__Pedido escrito a__:
Responda, com base no texto sobre ser Charlie:
(i) Qual iluminista francês é citado com a máxima sobre defender o direito de o outro dizer o que pensa?
(ii) Em qual obra de Rousseau, segundo o texto, já estava a questão de lógica sobre liberdade e igualdade?
(iii) A quem o texto atribui o ensinamento de que "os homens lutam contra o príncipe quando não têm mais nada a perder"?

Sim, é preciso ser Charlie.
Isso não quer dizer que os que são
Charlie concordem com todas as sátiras feitas sobre tudo e sobre
todos. Mas concordam com a máxima do iluminista francês Voltaire, o
famoso “não concordo com uma só palavra do que dizes, mas
defenderei até à morte o direito de dizê-las”. É justamente a
defesa do direito de os outros serem diferentes de nós.
Liberdade total é a lei do mais forte,
é a selvageria. Igualdade total é a proibição da diferença, é a
morte da liberdade. Isso é questão de lógica, já estava no
Emílio, de Rousseau.
O ponto de equilíbrio entre a
liberdade e a igualdade define a qualidade de vida material e
psíquica de todos os cidadãos, e não pode ser decidido por
políticos. Diz respeito a cada um de nós.
Todos são conscientes de que na Síria,
no Iraque, no Afeganistão, no Mali, ocorrem chacinas que matam muito
mais do que o que se viu na França. E a notícia dessas mortes
“menores” geralmente não passa de um pé de página de jornal.
Isso, é claro, revolta jovens europeus muçulmanos que, sem emprego,
e sentindo-se discriminados, sem autoestima na França, na Alemanha,
na Inglaterra, por exemplo, são terreno fértil para a revolta.
Ensina Maquiavel, “os homens lutam contra o príncipe quando não
têm mais nada a perder”.

[Registros de marcação de pontos]
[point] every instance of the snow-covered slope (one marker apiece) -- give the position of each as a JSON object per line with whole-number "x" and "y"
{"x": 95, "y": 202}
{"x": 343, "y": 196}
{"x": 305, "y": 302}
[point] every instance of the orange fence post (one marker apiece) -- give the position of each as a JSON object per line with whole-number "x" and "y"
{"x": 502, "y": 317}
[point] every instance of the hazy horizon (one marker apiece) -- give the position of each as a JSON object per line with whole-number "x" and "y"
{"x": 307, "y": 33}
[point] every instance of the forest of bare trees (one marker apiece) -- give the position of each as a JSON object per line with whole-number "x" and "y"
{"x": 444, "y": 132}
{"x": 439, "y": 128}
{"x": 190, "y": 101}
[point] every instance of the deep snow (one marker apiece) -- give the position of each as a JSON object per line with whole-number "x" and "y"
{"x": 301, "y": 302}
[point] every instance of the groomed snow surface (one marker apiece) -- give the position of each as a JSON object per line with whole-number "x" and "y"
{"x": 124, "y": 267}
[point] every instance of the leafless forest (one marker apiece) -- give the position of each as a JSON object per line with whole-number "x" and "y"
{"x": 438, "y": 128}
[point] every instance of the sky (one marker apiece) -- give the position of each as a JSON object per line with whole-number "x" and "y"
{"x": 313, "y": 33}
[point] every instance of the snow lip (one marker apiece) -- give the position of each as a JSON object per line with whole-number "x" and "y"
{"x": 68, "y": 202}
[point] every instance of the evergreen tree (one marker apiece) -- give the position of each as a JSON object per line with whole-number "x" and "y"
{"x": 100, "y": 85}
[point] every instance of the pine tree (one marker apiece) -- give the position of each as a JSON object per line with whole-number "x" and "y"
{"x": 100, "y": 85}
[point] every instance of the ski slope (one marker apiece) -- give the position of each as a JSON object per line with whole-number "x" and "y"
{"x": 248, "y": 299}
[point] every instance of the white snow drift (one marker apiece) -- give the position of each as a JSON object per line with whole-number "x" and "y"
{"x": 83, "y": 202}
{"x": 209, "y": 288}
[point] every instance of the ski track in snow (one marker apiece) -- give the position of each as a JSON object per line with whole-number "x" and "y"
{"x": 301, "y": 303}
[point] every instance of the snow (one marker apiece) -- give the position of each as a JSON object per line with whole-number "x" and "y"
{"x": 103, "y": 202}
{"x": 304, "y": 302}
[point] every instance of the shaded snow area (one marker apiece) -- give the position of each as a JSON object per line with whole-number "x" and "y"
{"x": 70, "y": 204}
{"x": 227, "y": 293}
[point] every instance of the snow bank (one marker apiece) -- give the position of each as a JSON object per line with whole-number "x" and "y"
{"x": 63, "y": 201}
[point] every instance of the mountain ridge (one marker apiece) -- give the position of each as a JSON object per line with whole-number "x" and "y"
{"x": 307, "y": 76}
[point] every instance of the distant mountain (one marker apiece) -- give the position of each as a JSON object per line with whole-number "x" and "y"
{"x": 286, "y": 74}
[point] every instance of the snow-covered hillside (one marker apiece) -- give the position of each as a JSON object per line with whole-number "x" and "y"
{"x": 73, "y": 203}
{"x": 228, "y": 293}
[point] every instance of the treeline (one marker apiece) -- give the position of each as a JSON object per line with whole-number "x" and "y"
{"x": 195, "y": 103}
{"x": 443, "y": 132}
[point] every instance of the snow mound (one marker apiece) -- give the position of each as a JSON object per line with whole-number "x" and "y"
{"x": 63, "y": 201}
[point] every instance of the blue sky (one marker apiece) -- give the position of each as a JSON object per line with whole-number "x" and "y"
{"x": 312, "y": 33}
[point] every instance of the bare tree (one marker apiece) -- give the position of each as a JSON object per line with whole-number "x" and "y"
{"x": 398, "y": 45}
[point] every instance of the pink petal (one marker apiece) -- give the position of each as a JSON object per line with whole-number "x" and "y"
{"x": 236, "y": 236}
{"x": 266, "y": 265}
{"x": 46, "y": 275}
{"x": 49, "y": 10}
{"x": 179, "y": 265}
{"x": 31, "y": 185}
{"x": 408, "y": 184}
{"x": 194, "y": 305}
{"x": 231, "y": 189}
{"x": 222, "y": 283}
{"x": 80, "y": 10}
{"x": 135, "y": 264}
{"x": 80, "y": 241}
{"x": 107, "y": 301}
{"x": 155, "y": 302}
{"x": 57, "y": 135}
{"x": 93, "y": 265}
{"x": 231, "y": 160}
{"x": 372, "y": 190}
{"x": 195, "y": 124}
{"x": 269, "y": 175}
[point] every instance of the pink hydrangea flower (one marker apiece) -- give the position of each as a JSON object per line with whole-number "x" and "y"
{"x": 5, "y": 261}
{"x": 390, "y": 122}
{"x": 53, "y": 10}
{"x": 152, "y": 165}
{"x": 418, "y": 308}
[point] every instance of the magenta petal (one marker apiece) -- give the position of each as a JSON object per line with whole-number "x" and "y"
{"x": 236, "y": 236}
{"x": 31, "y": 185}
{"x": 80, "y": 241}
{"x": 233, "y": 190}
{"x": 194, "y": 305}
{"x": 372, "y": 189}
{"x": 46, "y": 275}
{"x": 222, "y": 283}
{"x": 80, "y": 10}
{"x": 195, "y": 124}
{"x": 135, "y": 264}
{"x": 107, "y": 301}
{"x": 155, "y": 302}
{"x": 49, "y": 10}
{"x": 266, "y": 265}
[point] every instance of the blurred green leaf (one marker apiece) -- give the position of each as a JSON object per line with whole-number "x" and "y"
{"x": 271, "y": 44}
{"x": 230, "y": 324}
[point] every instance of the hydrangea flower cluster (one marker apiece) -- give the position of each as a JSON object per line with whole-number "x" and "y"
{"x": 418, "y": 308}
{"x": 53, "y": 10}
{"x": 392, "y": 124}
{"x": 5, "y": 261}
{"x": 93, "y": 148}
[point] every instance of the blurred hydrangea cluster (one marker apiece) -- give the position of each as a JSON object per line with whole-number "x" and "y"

__Pedido escrito b__: Nos registros, reescreva o trecho que vai da linha que contém "[point] every instance of the hydrangea" até o fim dos registros, trocando "hydrangea" por "peony" e mantendo todo o resto igual. Devolva somente essas linhas.

__Resultado do exercício a__:
(i) Voltaire.
(ii) Emílio.
(iii) Maquiavel.

__Resultado do exercício b__:
[point] every instance of the peony flower cluster (one marker apiece) -- give the position of each as a JSON object per line with whole-number "x" and "y"
{"x": 418, "y": 308}
{"x": 53, "y": 10}
{"x": 392, "y": 124}
{"x": 5, "y": 261}
{"x": 93, "y": 148}
[point] every instance of the blurred peony cluster (one marker apiece) -- give the position of each as a JSON object per line with whole-number "x" and "y"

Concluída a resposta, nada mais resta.